··· Record excerpts ···

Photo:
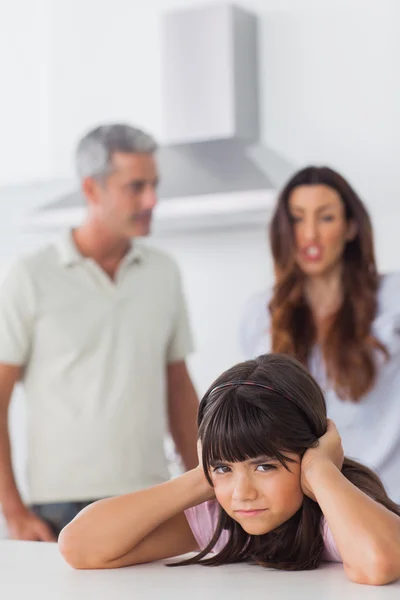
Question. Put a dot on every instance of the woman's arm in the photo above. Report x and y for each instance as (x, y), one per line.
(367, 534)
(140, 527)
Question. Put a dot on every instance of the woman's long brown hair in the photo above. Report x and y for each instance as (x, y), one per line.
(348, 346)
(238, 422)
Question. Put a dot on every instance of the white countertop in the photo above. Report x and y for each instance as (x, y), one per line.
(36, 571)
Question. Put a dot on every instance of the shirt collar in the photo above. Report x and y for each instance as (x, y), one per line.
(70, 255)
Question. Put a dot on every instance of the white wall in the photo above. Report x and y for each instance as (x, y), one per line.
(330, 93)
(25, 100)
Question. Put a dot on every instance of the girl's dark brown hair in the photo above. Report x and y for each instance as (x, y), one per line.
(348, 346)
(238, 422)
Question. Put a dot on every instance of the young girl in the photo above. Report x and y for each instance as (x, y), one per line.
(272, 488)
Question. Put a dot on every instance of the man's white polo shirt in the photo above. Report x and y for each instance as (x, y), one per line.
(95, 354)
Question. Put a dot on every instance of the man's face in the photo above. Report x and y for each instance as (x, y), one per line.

···
··· Record excerpts ···

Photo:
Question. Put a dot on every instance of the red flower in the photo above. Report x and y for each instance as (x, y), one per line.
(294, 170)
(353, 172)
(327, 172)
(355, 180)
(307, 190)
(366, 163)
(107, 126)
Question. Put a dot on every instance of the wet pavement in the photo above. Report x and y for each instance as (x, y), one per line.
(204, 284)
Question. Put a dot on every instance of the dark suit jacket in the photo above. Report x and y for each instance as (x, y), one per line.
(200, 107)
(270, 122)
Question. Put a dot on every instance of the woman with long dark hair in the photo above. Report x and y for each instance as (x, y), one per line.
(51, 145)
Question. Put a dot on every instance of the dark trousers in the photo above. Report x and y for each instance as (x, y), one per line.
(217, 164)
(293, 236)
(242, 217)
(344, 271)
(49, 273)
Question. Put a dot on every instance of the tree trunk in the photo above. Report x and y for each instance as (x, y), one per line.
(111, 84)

···

▸ What you have to do:
Find each line in the records above that contains the word "long" and copy those lines.

▸ Reply to the task:
Question. Put a dot on every instance of the woman's long brown hair in the photo above. Report x and y for each instance as (x, y), one per line.
Question. Put a dot on every instance of the woman with long dark hair in the photo above. Report x and y for each instance as (x, y), one per line.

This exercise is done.